Challenge: Copy the material from the line containing "Exercise. Annotate the thumb" through the end, keeping every line, and offset each x and y coordinate in the answers by -103.

Recorded data:
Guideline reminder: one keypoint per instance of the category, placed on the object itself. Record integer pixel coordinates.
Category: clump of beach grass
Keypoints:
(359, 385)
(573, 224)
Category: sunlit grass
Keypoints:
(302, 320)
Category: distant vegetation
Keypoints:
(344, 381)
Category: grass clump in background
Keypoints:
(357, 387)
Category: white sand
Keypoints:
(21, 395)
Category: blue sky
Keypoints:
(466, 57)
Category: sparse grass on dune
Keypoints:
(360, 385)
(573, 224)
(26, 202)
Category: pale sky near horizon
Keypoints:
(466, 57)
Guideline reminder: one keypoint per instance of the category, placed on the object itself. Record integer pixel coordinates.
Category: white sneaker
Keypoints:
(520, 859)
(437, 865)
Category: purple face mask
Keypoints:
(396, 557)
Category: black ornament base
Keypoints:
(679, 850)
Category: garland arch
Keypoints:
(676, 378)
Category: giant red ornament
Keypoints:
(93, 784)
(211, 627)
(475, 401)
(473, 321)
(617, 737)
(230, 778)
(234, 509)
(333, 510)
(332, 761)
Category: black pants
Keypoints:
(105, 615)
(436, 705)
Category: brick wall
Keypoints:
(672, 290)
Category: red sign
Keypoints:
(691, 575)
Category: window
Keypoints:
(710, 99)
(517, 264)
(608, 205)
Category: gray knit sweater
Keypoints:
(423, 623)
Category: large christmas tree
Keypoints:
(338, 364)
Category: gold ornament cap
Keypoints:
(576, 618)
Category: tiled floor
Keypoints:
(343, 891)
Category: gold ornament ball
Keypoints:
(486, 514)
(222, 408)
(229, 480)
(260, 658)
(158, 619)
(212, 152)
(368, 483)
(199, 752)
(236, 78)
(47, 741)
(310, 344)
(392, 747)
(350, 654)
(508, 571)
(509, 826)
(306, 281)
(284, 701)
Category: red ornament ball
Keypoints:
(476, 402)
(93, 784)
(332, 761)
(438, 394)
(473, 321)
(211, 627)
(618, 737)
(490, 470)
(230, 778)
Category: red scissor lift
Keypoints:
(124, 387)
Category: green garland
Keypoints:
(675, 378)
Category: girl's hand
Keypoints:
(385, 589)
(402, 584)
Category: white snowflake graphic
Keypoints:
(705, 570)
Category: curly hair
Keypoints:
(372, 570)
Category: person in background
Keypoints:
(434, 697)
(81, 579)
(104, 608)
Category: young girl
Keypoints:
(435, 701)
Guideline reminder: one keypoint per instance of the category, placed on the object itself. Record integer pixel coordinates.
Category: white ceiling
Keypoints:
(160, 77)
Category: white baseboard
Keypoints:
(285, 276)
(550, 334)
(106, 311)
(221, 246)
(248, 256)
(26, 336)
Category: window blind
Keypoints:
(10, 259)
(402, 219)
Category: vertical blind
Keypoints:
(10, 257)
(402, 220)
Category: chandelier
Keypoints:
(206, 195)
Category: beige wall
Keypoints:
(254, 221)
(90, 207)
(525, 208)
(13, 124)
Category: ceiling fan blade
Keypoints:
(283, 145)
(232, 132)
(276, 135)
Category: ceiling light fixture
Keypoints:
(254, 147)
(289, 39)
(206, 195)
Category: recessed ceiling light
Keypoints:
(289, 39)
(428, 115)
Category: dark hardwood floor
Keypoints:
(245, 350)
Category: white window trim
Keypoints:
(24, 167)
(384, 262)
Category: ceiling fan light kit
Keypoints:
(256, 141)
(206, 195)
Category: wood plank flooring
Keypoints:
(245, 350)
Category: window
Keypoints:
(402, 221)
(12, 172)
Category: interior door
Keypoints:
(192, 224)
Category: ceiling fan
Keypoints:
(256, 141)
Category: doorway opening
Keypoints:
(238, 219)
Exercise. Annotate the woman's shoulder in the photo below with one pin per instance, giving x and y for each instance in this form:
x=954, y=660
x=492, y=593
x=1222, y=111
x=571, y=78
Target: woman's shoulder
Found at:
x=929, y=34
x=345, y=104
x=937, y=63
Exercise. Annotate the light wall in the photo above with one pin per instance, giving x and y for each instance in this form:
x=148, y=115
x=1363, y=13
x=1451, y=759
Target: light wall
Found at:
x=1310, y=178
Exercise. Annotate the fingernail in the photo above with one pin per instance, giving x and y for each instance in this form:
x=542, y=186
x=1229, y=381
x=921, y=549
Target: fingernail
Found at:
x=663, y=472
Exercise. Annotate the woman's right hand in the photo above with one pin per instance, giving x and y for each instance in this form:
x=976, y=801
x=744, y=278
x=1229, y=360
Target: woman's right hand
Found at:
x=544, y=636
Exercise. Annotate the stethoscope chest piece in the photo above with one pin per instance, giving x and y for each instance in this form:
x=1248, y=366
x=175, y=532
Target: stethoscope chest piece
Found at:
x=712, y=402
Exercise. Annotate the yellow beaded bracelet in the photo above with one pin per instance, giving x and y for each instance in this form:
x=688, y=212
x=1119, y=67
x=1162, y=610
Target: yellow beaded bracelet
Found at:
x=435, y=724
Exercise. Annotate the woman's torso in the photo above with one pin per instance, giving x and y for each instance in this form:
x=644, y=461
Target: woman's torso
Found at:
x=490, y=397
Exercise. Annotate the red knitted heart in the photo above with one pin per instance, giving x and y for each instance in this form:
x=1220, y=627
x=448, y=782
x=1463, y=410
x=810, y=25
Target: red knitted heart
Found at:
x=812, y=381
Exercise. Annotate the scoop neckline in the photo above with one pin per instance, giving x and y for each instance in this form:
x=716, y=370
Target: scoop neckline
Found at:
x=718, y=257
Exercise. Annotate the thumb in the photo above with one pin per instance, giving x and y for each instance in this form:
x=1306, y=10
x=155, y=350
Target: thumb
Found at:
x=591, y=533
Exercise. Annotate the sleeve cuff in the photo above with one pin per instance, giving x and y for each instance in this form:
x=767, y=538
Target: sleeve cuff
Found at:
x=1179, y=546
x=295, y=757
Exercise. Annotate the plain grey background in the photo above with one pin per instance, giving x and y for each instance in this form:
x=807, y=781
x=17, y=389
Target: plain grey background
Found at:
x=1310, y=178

Task output:
Exercise. Annotate the thumb in the photo above with one pin per instance, giving x and y for each instance in this form:
x=1306, y=10
x=155, y=350
Target: thumb
Found at:
x=488, y=430
Exercise. Annotate the sleeve cuff in the photo above with one pin per instance, giving x and y for each instance in this form:
x=767, y=538
Target: sleeve cuff
Found at:
x=1076, y=443
x=192, y=654
Exercise. Annotate the plain grey background in the photo above with one pin per instance, giving x and y for each instance in this form:
x=807, y=781
x=17, y=389
Target: plain grey background
Found at:
x=1207, y=75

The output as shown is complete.